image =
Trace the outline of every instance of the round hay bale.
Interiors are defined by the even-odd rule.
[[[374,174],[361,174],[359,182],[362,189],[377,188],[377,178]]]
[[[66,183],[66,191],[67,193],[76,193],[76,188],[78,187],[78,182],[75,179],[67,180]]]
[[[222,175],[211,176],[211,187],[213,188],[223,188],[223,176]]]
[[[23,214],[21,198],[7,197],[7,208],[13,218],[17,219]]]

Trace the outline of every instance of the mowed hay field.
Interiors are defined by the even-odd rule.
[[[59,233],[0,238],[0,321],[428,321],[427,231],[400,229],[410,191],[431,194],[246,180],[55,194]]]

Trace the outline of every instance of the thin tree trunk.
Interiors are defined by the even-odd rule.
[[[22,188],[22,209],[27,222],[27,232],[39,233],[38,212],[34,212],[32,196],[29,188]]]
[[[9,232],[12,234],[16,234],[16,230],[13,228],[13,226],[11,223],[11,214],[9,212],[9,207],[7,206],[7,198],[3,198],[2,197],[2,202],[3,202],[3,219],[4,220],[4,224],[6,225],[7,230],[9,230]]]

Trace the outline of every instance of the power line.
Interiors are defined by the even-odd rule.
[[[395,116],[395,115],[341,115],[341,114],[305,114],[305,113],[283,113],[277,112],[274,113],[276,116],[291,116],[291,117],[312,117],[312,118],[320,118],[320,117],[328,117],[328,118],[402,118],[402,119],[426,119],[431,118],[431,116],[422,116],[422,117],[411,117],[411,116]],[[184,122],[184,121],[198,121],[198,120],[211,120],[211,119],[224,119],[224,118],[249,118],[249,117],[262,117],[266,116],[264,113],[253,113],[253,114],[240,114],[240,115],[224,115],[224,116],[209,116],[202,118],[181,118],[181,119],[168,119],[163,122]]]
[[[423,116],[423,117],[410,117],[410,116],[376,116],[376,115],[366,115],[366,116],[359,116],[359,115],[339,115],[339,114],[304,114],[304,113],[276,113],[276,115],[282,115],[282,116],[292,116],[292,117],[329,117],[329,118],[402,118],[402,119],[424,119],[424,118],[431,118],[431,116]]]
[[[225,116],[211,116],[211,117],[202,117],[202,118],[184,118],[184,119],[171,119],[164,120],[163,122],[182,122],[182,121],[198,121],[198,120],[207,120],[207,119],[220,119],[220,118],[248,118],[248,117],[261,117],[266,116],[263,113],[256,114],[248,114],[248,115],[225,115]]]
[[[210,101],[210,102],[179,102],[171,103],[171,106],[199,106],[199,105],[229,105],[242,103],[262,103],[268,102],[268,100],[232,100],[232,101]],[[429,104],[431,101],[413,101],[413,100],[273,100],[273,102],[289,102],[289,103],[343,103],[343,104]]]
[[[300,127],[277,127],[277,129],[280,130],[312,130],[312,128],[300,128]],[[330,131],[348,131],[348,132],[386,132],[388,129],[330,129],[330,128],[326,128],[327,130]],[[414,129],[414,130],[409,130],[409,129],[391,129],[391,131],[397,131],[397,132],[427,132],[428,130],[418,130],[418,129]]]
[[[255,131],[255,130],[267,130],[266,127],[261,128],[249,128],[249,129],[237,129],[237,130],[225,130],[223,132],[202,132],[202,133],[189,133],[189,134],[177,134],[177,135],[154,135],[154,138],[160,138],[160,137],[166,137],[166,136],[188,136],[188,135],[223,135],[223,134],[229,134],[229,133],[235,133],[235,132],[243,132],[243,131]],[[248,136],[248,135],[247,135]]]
--*--
Can you copy out, word for word, the items from their very first line through the line containing "[[[374,174],[361,174],[359,182],[362,189],[377,188],[377,178]]]", including both of those lines?

• _EXERCISE ANSWER_:
image =
Trace the outline of every instance of the round hay bale.
Interiors are defined by the even-odd rule.
[[[374,174],[361,174],[359,182],[362,189],[377,188],[377,178]]]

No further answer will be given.